(Given task):
Reproduce the listing below, changing "simplified polygon" to "reduced polygon" everywhere it occurs and keeping every other character the same.

(Extracted data entries):
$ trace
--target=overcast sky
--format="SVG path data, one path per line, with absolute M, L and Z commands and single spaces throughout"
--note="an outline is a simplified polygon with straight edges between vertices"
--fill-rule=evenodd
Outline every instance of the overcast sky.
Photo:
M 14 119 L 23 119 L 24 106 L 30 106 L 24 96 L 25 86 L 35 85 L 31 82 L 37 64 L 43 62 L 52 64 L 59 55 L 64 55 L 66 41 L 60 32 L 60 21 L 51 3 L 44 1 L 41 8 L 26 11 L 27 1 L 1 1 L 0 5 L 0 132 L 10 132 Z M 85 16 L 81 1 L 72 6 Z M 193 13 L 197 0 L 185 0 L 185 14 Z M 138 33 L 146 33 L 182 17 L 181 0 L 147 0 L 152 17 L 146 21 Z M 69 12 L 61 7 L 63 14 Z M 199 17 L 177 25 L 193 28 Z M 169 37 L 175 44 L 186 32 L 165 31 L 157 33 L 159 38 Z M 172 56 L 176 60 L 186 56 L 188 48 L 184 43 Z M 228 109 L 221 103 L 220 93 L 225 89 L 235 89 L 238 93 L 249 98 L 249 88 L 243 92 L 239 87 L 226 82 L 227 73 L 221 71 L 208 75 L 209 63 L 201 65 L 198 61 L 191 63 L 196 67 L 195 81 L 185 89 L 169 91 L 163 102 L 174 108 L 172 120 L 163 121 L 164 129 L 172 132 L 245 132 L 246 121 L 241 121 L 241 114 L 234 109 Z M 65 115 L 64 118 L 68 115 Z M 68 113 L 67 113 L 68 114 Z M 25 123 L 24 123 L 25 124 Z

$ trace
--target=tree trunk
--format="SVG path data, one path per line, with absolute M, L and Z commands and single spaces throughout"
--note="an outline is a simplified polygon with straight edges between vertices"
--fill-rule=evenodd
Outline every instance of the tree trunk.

(Final answer):
$ trace
--target=overcast sky
--format="SVG path data, one path per line, with absolute M, L and Z commands and single spaces throughout"
--note="an outline is a reduced polygon with straight edges between vertices"
--fill-rule=evenodd
Outline every instance of the overcast sky.
Photo:
M 14 119 L 23 119 L 24 106 L 30 106 L 24 96 L 25 86 L 35 85 L 31 82 L 37 64 L 43 62 L 52 64 L 59 55 L 64 55 L 66 41 L 60 32 L 60 21 L 51 3 L 44 1 L 41 8 L 26 11 L 27 1 L 1 1 L 0 5 L 0 132 L 10 132 Z M 85 16 L 81 1 L 72 6 Z M 193 13 L 197 0 L 185 0 L 185 14 Z M 138 33 L 146 33 L 182 17 L 181 0 L 147 0 L 152 17 L 146 21 Z M 69 12 L 61 7 L 63 14 Z M 199 17 L 177 25 L 193 28 Z M 169 37 L 175 44 L 186 32 L 165 31 L 157 33 L 159 38 Z M 172 56 L 176 60 L 186 56 L 188 48 L 184 43 Z M 228 109 L 221 103 L 220 93 L 225 89 L 235 89 L 238 93 L 249 98 L 249 88 L 243 92 L 239 87 L 226 82 L 227 73 L 221 71 L 208 75 L 209 63 L 201 65 L 198 61 L 191 63 L 196 67 L 195 81 L 185 89 L 169 91 L 163 102 L 174 108 L 172 120 L 163 121 L 164 129 L 172 132 L 245 132 L 246 121 L 241 121 L 241 114 L 234 109 Z M 65 115 L 64 118 L 68 115 Z M 68 113 L 67 113 L 68 114 Z M 25 123 L 24 123 L 25 124 Z

$ trace
--target=tree trunk
--format="SVG path data, one path per line, with absolute M, L and Z commands and single spaces throughout"
--note="an outline is a reduced polygon with straight edges between vertices"
--fill-rule=evenodd
Outline every instance of the tree trunk.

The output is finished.